[[ Records provided, beginning ]]

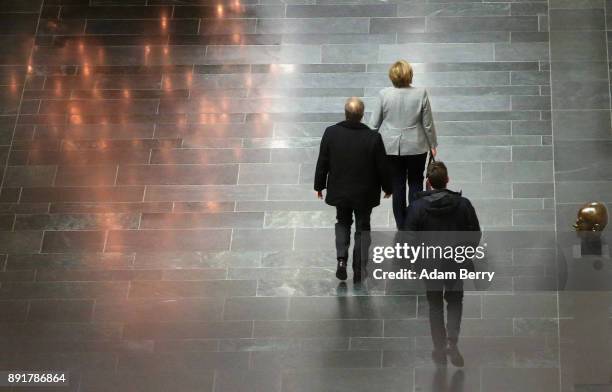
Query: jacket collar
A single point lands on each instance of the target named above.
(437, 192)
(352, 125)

[[ Records provided, end ]]
[[ Records provided, beginning ]]

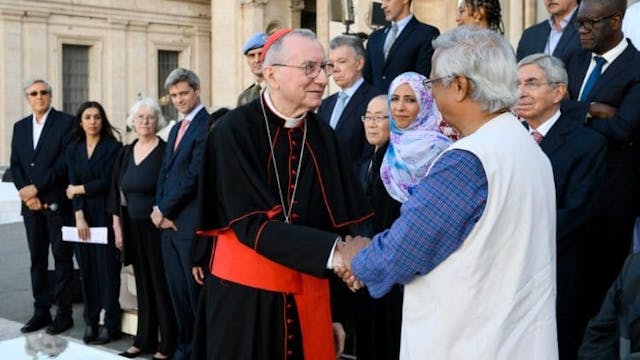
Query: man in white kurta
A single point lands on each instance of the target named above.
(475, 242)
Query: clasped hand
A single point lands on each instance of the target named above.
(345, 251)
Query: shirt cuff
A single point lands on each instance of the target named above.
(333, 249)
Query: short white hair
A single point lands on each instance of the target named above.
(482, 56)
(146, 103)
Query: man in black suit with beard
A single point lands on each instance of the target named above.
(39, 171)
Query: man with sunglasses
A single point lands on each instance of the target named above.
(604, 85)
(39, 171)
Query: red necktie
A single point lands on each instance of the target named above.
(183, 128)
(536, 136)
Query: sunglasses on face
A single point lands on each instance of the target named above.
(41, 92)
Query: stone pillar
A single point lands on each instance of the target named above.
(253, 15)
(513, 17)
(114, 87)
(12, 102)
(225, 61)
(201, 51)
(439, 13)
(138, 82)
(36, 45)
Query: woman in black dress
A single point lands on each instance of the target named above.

[[ Records provided, end ]]

_What you are asked to do:_ Wherever a line of the listing above contains the string "white", copy that line.

_Result:_
Query: man in white kurta
Query: short white hair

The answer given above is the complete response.